» **Data for the task**:
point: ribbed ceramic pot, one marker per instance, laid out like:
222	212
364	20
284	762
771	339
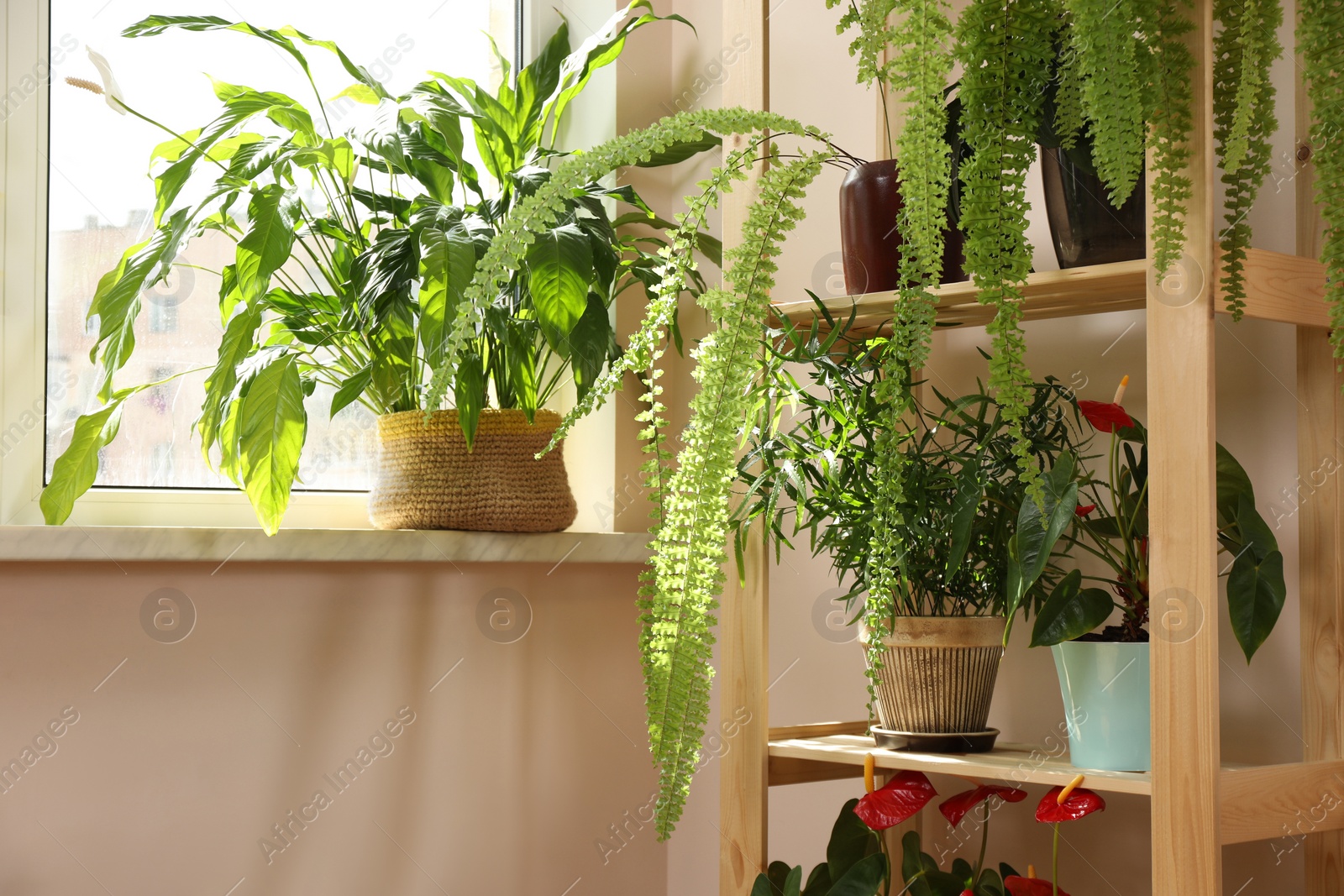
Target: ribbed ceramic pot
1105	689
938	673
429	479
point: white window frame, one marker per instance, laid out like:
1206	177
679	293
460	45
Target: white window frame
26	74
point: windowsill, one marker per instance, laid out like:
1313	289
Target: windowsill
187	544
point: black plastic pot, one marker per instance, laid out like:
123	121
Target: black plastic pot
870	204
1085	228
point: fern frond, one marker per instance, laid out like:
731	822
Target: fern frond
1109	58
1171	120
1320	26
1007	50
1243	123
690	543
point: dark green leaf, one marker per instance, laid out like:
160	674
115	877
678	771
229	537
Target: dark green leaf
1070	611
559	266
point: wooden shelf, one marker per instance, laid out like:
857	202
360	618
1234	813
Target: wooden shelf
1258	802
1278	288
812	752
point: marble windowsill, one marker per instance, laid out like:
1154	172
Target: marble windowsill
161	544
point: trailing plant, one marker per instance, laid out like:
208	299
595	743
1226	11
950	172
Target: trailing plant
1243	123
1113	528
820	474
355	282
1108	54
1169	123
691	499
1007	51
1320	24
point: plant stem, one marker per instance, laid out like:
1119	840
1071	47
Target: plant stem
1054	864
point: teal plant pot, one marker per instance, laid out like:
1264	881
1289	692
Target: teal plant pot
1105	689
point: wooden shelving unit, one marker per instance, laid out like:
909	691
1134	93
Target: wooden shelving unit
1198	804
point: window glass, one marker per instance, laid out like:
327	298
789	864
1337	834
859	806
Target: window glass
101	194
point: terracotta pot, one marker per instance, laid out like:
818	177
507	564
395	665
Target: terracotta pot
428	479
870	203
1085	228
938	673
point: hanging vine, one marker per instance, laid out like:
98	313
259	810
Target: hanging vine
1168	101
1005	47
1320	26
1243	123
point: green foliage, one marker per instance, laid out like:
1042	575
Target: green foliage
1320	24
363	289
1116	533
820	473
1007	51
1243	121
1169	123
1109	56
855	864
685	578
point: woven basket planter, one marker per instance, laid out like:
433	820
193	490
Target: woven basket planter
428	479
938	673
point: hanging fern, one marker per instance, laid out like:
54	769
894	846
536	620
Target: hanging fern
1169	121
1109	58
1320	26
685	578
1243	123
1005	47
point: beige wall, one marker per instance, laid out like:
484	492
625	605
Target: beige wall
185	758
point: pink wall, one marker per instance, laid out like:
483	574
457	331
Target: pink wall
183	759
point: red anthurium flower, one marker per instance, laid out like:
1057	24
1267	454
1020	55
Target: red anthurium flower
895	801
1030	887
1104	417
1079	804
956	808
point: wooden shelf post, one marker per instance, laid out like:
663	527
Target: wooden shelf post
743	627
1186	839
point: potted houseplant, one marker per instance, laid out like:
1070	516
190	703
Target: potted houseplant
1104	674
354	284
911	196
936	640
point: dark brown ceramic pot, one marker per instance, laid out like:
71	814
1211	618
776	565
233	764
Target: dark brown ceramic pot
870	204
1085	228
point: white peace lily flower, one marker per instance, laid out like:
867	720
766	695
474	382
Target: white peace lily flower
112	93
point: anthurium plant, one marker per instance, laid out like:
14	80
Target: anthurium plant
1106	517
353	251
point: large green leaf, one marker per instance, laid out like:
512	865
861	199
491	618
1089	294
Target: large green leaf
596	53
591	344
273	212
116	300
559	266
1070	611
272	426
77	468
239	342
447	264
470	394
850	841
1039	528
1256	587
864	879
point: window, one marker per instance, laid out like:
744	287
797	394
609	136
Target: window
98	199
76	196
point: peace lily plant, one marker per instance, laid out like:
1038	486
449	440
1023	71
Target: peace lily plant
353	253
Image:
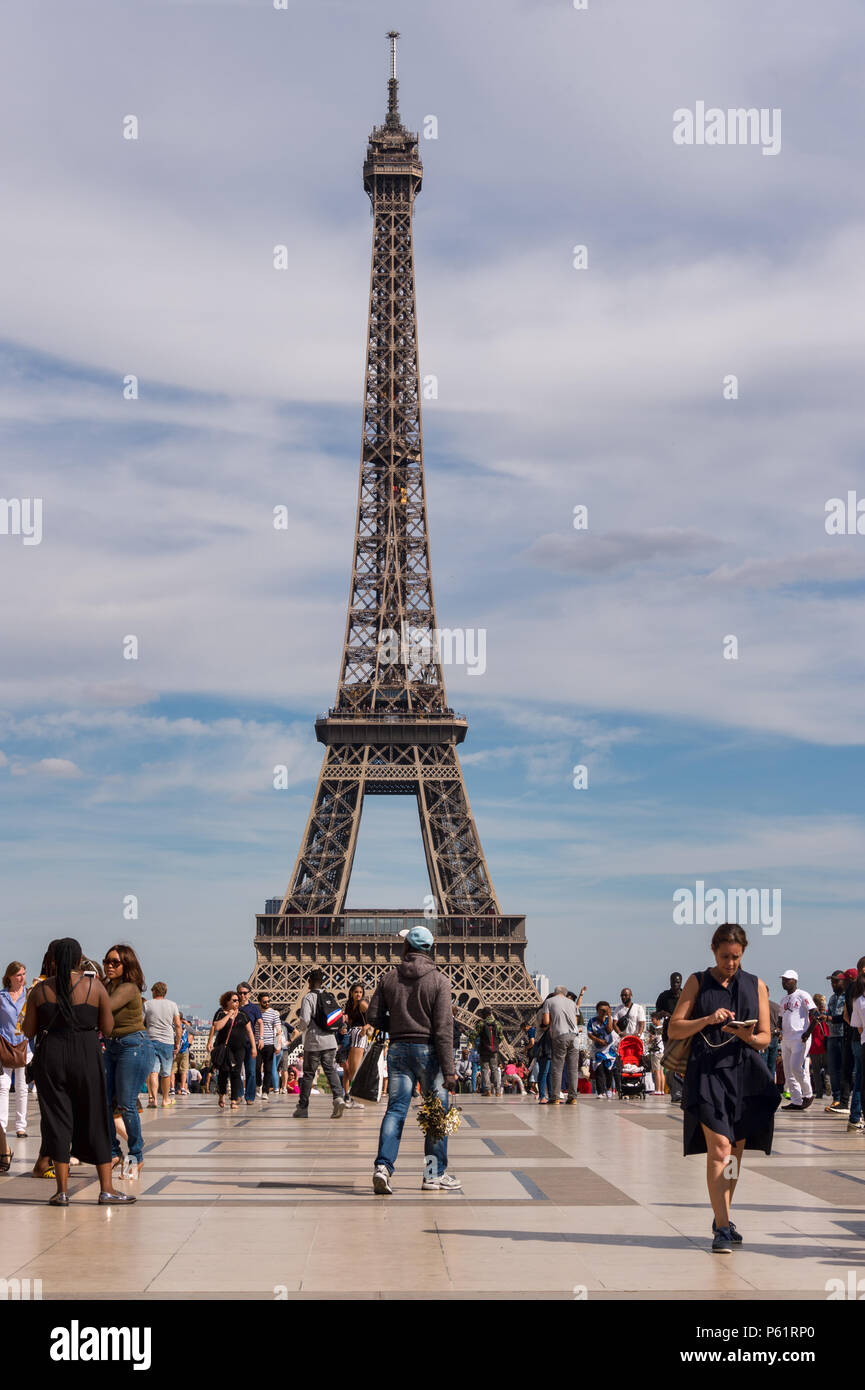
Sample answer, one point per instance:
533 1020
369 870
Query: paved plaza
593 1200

» **Assignment**: The records are to be retyped in full and exactly, with no image carried over.

» **Reply to the exercise**:
point: ribbed ceramic pot, one marker per instance, laid out like:
222	212
364	20
284	762
771	339
Target: ribbed ceramic pot
1105	689
938	673
429	479
point: white window frame, one marker per instance, laid out like:
1206	177
679	293
460	45
Target: white window frame
26	74
point: windowsill, one marker per instance, laid out like:
1313	289
Target: windowsill
187	544
point: black plastic pot, one marker per instance, laid out like:
123	121
Target: black plastic pot
870	204
1085	228
point: fern frond, one marker per instance, laid out like:
731	822
Target: fern frond
1109	58
1171	120
1320	26
1007	50
1243	123
690	543
point: dark green leaf, one marker per instance, laid out like:
160	674
115	877
678	771
229	537
Target: dark green leaf
1070	611
559	266
point: wooden shelf, one marker per instance, laid out like:
857	202
360	618
1234	813
Target: wooden shelf
1258	802
1278	288
812	752
point: marble windowsill, one marker per instance, laid out like:
1154	172
Target: marble windowsill
161	544
point: trailing plant, one marker per instance, laid out like:
208	299
595	743
1226	11
950	172
Target: trailing plant
1243	123
1113	528
820	474
355	282
1108	54
1169	123
691	499
1007	51
1320	24
point: plant stem, one marker per instance, laid out like:
1119	840
1071	47
Target: plant stem
1054	864
point: teal plant pot, one marker per instance, laid out like:
1264	881
1289	692
Target: teal plant pot
1105	689
point: wooden shelving unit, one marker per instance, laid out like:
909	691
1134	93
Target: wooden shelving unit
1198	804
point: window glass, one marker per instance, laid out like:
327	298
789	864
1337	834
859	806
Target: window glass
101	194
point: terracotta pot, one marker per instance, laid out like:
818	177
507	564
395	665
Target: terracotta pot
428	479
870	203
1085	228
938	673
point: hanging vine, one marker per instance, laid out like:
98	313
259	810
Target: hanging vine
1168	101
1005	47
1320	26
1243	123
point: green foliage, one marker per instance, laid out like:
1042	575
Target: green foliage
1320	24
363	289
1116	533
820	473
1007	51
1243	121
1169	123
1109	56
855	864
685	578
point: woven basket planter, one marker per instance, laid out like:
433	820
193	490
Target: woven basket planter
428	479
938	673
point: hanging fern, one marker per instance, laid out like:
54	769
894	846
536	620
Target: hanging fern
1169	121
1109	58
1320	26
685	578
1243	123
1005	47
point: beige wall, one marker per instance, laid out like:
484	492
625	605
Target: beige wall
185	758
point: pink wall, one marker per instance, laid out like:
483	574
457	331
Target: pink wall
183	759
point: red anthurium flower, one marker per instance, laid out like:
1057	24
1267	454
1020	55
Target: red anthurium flower
895	801
1030	887
1104	417
1079	804
956	808
point: wooden shelf post, one marker per instance, laid out like:
663	527
Target: wooden shelf post
743	627
1186	839
point: potted houseplant, one marker per instance, laid out like:
1070	516
190	703
Target: potted houseplant
1104	674
354	284
911	196
936	640
point: dark brown ceramic pot, one marker per instance, laid out like:
71	814
1211	618
776	565
233	764
Target: dark brown ceramic pot
870	204
1085	228
point: white peace lily flower, one marker per instance, laid out like:
867	720
766	695
474	382
Target: white peace lily flower
112	93
point: anthurium plant, one marker per instance, laid out like:
14	80
Target: anthurium plant
1106	517
353	251
point: large green leaf, one marker per instance, laid out like:
512	865
861	199
491	618
1089	294
Target: large green leaf
596	53
591	344
273	212
116	300
559	266
1070	611
272	426
77	468
239	342
447	264
470	394
850	841
1039	528
1256	587
864	879
point: window, one marker per instance, laid out like:
744	287
797	394
609	136
Target: window
98	199
76	196
point: peace lily plant, one marker per instance, laid out like:
1038	486
449	440
1023	71
Target: peace lily plant
353	253
Image:
Sample answer, one point per instance:
533 1020
369 870
Query: paved plaza
593 1200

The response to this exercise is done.